__Your task__
In your copy, leave out the pictures and repeat the entries below exactly.

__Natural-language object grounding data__
*** Begin section ***

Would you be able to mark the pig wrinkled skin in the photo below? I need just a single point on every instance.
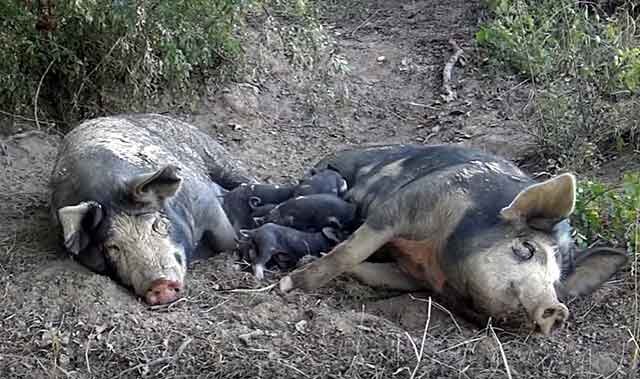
(312, 213)
(135, 195)
(285, 245)
(466, 224)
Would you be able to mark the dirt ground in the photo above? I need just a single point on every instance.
(58, 320)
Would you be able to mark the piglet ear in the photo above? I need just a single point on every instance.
(77, 221)
(593, 267)
(156, 186)
(543, 203)
(254, 202)
(330, 234)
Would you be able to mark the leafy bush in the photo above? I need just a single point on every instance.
(109, 55)
(585, 64)
(610, 214)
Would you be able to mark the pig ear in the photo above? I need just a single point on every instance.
(330, 234)
(77, 221)
(544, 203)
(94, 259)
(343, 187)
(156, 186)
(254, 202)
(593, 267)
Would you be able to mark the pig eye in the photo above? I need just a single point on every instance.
(159, 226)
(113, 248)
(524, 252)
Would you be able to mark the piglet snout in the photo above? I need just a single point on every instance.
(550, 317)
(163, 291)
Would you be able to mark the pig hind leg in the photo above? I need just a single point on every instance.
(220, 233)
(362, 243)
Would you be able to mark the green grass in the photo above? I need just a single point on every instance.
(584, 64)
(111, 55)
(609, 213)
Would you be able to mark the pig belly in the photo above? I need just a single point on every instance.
(420, 260)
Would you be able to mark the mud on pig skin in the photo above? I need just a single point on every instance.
(135, 195)
(467, 224)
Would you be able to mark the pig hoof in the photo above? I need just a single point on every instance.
(258, 271)
(286, 284)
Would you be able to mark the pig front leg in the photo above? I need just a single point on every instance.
(346, 255)
(385, 275)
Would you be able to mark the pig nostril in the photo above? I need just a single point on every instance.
(549, 312)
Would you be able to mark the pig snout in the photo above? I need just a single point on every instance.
(549, 317)
(163, 291)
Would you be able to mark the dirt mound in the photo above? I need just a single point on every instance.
(58, 320)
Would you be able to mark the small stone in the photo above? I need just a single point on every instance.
(604, 364)
(301, 326)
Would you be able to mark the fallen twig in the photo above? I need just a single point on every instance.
(449, 93)
(364, 22)
(442, 308)
(504, 356)
(35, 98)
(154, 362)
(253, 290)
(86, 355)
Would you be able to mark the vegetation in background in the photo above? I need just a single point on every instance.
(583, 59)
(93, 56)
(609, 214)
(584, 62)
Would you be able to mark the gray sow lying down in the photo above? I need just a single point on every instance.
(467, 224)
(312, 213)
(136, 195)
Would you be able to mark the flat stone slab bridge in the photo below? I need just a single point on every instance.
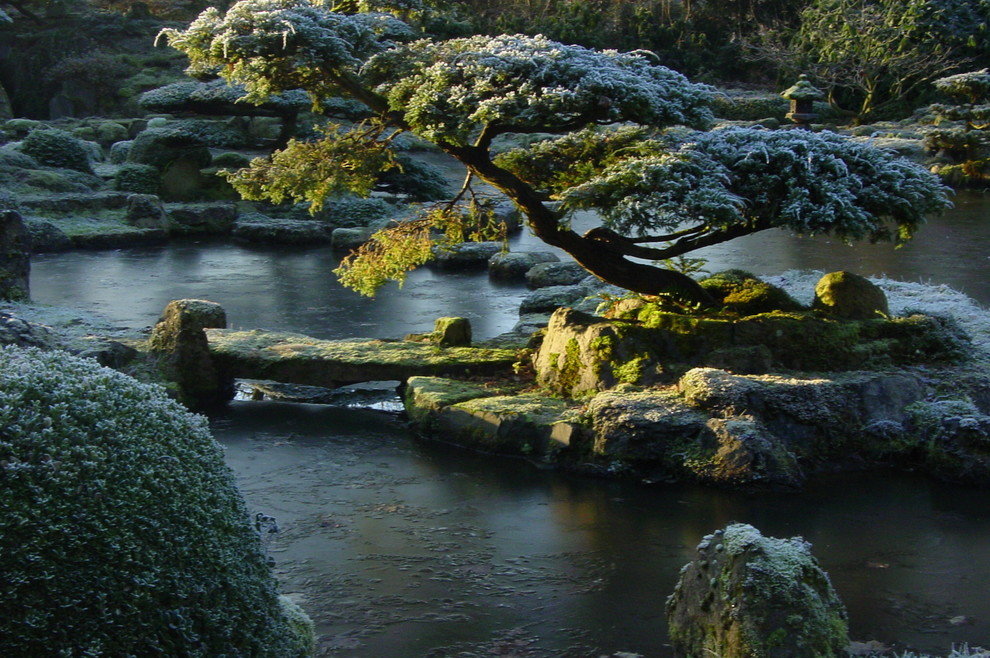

*** End section ***

__Result__
Would you be able to mark the pig wrinkled skin in the photo below? I need just a single point on every instance.
(312, 213)
(135, 195)
(285, 245)
(466, 224)
Would you be able to mark the dirt ground in the photo above? I need just a single point on every instance.
(58, 320)
Would you be able to mark the piglet ear in the photo above? I need just a single point on every instance.
(77, 221)
(593, 267)
(156, 186)
(543, 203)
(254, 202)
(330, 234)
Would you be able to mark the leafy bush in the photo above? I need just a single point on every instance.
(109, 55)
(585, 64)
(610, 214)
Would you be able to mark the pig ear in the photo above? I need just a single point on every instance.
(330, 234)
(77, 221)
(544, 203)
(94, 259)
(343, 187)
(156, 186)
(254, 202)
(593, 267)
Would you be able to mark the pig eye in the photo above? I need just a single point on every instance.
(159, 226)
(113, 248)
(524, 252)
Would you be able to mark the piglet snout in the photo above? I need just a single point on every instance.
(550, 317)
(163, 291)
Would you be able to mark the pig hind leg in the photo above? I need just a single point on every instance.
(220, 233)
(362, 243)
Would you be able to mark the green grass in the photo above? I need just a single point on every instance.
(584, 64)
(111, 55)
(609, 213)
Would you be able to mark the pig belly in the photo above? I need just a single point on every instance.
(420, 260)
Would you be able to mark the mud on pig skin in the photo above? I need just a single point on every instance.
(135, 195)
(467, 224)
Would you be able to mark the pig hoof in the photo above? I need just a single point on every instance.
(258, 271)
(286, 284)
Would you be able to mark the pig front leg in the photo above? I need just a single point on every instance.
(346, 255)
(385, 275)
Would you be able to mark the pig nostril in the photo above? I need just a single point on every instance.
(549, 312)
Would you be able to mark the pig snout in the photo above? I need just a single point on every instance.
(549, 317)
(163, 291)
Would you be able to mark the dirt mound in the photo above? I need just a single point on every instance.
(58, 320)
Would you be able to mark the small stone in the photo above? I need just a single point on every instance.
(604, 364)
(301, 326)
Would you be able to mark the fallen twig in the photo above? I need just a single point on every instance.
(449, 93)
(364, 22)
(442, 308)
(504, 356)
(35, 98)
(154, 362)
(253, 290)
(86, 355)
Would you be able to mark the vegetation in background in the photo above? I need just a single point on every instance.
(583, 59)
(93, 56)
(609, 214)
(584, 62)
Would you be able to mark the gray sow lying down in the photo above? I need just a single point on every instance.
(467, 224)
(312, 213)
(136, 195)
Would you be able to mark the flat stone slab bridge in the photo below? I need just a single point on every instance.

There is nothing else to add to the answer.